One of the silver linings of the pandemic was getting to homeschool three of my grandchildren, two fifth graders and one third grader. One of our science lessons was the famous egg drop experiment. You know the one where you create the best case possible for a raw egg to be able to withstand a drop from the top of as high location as possible which in our case was a 14-foot ladder. I made it a contest, of course, between the three, since everything in our family is competitive. Needless to say, there was egg everywhere and three not very happy kiddos. Not the case, no pun intended, with The Hardin Valley Academy AeroHAWKS.
The AeroHAWKS, in their first year of competition, have qualified two teams to compete in The American Rocketry Challenge Nationals on May 20 in Plains, Virginia. The national competition selects the top 100 participating teams from the 800 registered to compete. The contest tasks teams of up to 10 students to design, build and fly a rocket that carries one raw hen’s egg up to 850 feet in a total flight time of 42 to 45 seconds. The egg must be returned unharmed and the rockets must separate into two parts, one carrying the egg payload and electronic altimeter, and the other the motor.
The champion will represent the U.S. at the International Rocketry Challenge to be held at the Paris Air Show (France) in July. The top 10 teams will split $100,000 in prizes, and the top 25 will qualify to participate in the prestigious NASA Student Launch Program.
The AeroHAWKS are also competing in the UAS4STEM (drone) Search and Rescue Challenge along with the AMA’s (Academy of Model Aeronautics) Heavy Lift Challenge (Radio Controlled Aircraft Challenge). The Hawk is a very good symbol for this flight crew.

Explore the material:
1/ Answer these from the AeroHAWKS article:
(a) How high was the ladder used for the grandchildren's egg drop?
(b) How many teams does the national competition pick, and out of how many registered?
(c) Where and in what month will the International Rocketry Challenge be held?
2/ Write out the stretch of the AeroHAWKS article from "The AeroHAWKS, in" through "Student Launch Program.", copying it word for word.
Use only the AeroHAWKS article to answer.

Information given:
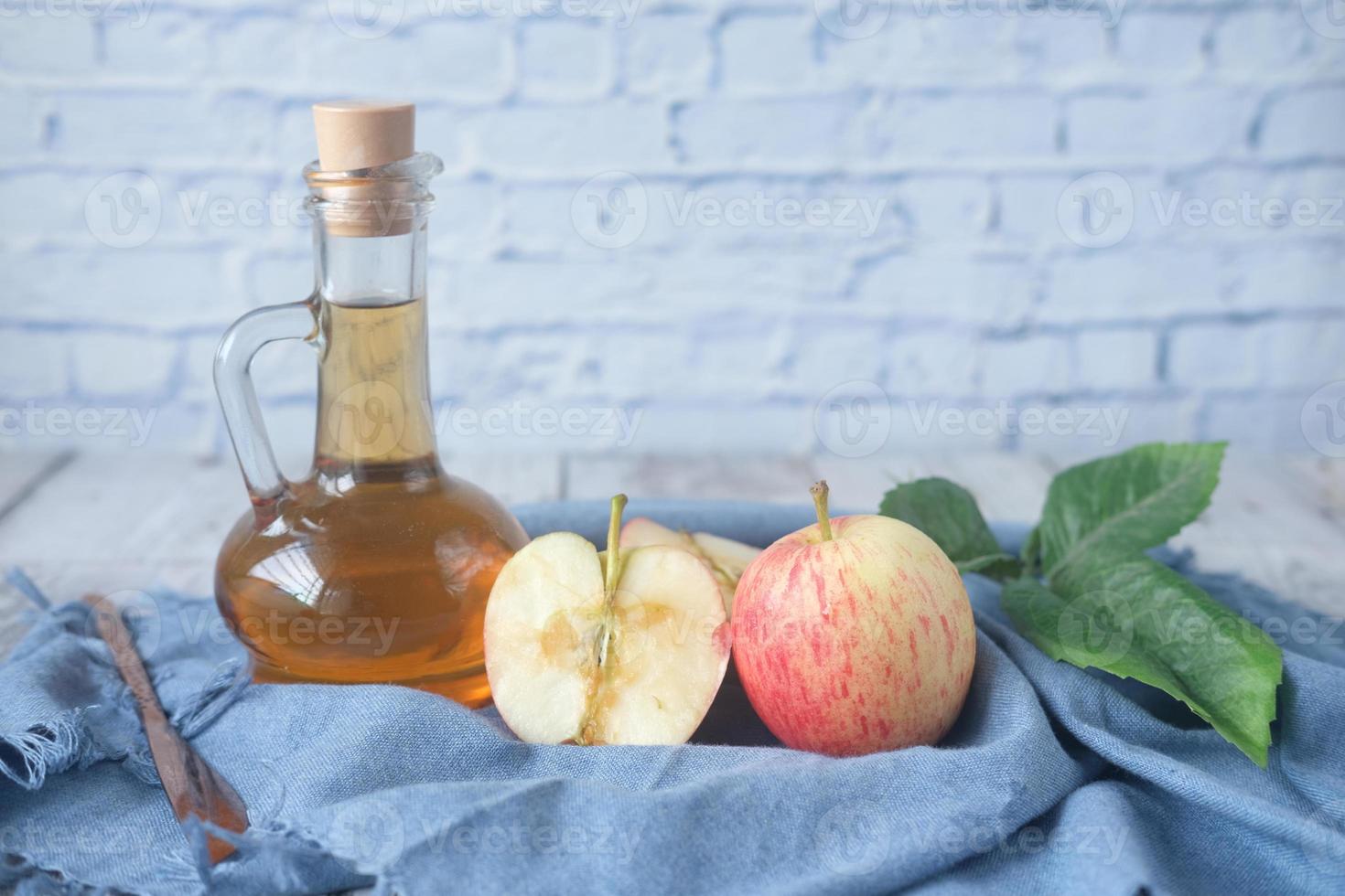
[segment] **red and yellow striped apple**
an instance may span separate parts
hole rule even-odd
[[[962,711],[976,658],[958,568],[923,532],[885,516],[827,516],[744,571],[733,661],[752,707],[785,746],[853,756],[936,743]]]

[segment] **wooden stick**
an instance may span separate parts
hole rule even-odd
[[[112,650],[113,662],[122,681],[130,688],[140,709],[140,721],[149,739],[149,754],[155,759],[159,780],[164,785],[168,802],[179,822],[195,817],[225,830],[247,830],[247,807],[229,786],[168,721],[159,696],[149,682],[149,673],[136,650],[136,639],[121,618],[121,610],[97,594],[85,595],[98,626],[98,637]],[[234,853],[234,845],[206,832],[210,864],[214,865]]]

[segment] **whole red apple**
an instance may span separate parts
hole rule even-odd
[[[962,711],[976,629],[958,568],[885,516],[827,516],[752,562],[733,604],[733,661],[785,746],[833,756],[936,743]]]

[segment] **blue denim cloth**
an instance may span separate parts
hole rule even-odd
[[[808,508],[744,504],[636,502],[629,513],[756,544],[811,520]],[[519,517],[534,535],[599,540],[607,505]],[[1021,532],[1001,536],[1011,545]],[[168,809],[85,609],[63,606],[42,614],[0,673],[0,883],[1345,892],[1345,630],[1173,560],[1286,647],[1264,771],[1166,696],[1048,660],[976,576],[976,673],[956,727],[939,747],[857,759],[775,746],[733,681],[697,743],[670,748],[529,746],[492,711],[394,686],[247,685],[213,604],[157,595],[137,631],[161,700],[252,813],[239,853],[210,870]]]

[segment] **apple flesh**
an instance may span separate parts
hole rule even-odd
[[[733,594],[748,564],[757,559],[761,548],[725,539],[709,532],[678,532],[648,517],[635,517],[621,528],[621,547],[667,544],[698,556],[714,574],[724,595],[724,611],[733,615]]]
[[[677,744],[705,717],[729,662],[720,584],[687,551],[609,551],[573,532],[534,539],[486,604],[486,674],[530,743]]]
[[[826,513],[742,574],[733,657],[752,707],[798,750],[851,756],[933,744],[971,682],[976,631],[958,568],[923,532]]]

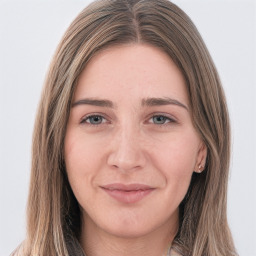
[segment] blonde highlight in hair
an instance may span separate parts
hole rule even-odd
[[[162,49],[187,83],[192,120],[208,149],[180,205],[173,249],[185,256],[237,255],[226,214],[229,117],[221,82],[189,17],[167,0],[100,0],[85,8],[61,40],[50,65],[35,122],[27,207],[27,238],[14,255],[68,256],[80,236],[80,211],[68,183],[64,137],[77,80],[97,52],[120,44]]]

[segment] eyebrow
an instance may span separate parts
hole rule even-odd
[[[97,107],[114,108],[114,104],[112,101],[105,100],[105,99],[102,99],[102,100],[94,99],[94,98],[78,100],[72,104],[72,107],[75,107],[78,105],[93,105],[93,106],[97,106]]]
[[[76,107],[79,105],[92,105],[97,107],[114,108],[114,103],[112,101],[106,100],[106,99],[96,99],[96,98],[85,98],[85,99],[78,100],[72,104],[72,107]],[[176,105],[188,110],[188,107],[183,103],[181,103],[180,101],[172,98],[168,98],[168,97],[142,99],[141,105],[146,107]]]
[[[178,100],[164,97],[164,98],[147,98],[142,100],[142,106],[148,106],[148,107],[153,107],[153,106],[164,106],[164,105],[176,105],[182,108],[185,108],[188,111],[188,107],[181,103]]]

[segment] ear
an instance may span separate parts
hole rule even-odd
[[[206,164],[206,158],[207,158],[207,147],[205,143],[201,141],[198,152],[197,152],[197,159],[194,167],[194,172],[201,173],[204,170],[205,164]]]

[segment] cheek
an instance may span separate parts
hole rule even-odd
[[[155,147],[152,156],[154,163],[165,177],[169,197],[181,201],[190,185],[197,160],[199,139],[196,135],[168,140],[161,147]]]
[[[92,184],[99,169],[97,149],[80,135],[67,132],[65,137],[65,165],[70,186],[77,197]]]

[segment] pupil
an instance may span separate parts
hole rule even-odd
[[[165,122],[165,117],[163,117],[163,116],[155,116],[154,117],[154,121],[155,121],[155,123],[163,124]]]
[[[101,117],[100,116],[94,116],[94,117],[92,117],[91,121],[94,124],[98,124],[98,123],[101,122]]]

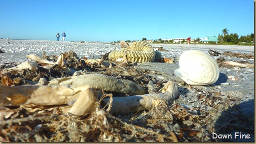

Answers to the exercises:
1/
(a) It was a 14-foot ladder.
(b) It picks the top 100 teams out of the 800 registered.
(c) It will be held at the Paris Air Show (France) in July.

2/
The AeroHAWKS, in their first year of competition, have qualified two teams to compete in The American Rocketry Challenge Nationals on May 20 in Plains, Virginia. The national competition selects the top 100 participating teams from the 800 registered to compete. The contest tasks teams of up to 10 students to design, build and fly a rocket that carries one raw hen’s egg up to 850 feet in a total flight time of 42 to 45 seconds. The egg must be returned unharmed and the rockets must separate into two parts, one carrying the egg payload and electronic altimeter, and the other the motor.
The champion will represent the U.S. at the International Rocketry Challenge to be held at the Paris Air Show (France) in July. The top 10 teams will split $100,000 in prizes, and the top 25 will qualify to participate in the prestigious NASA Student Launch Program.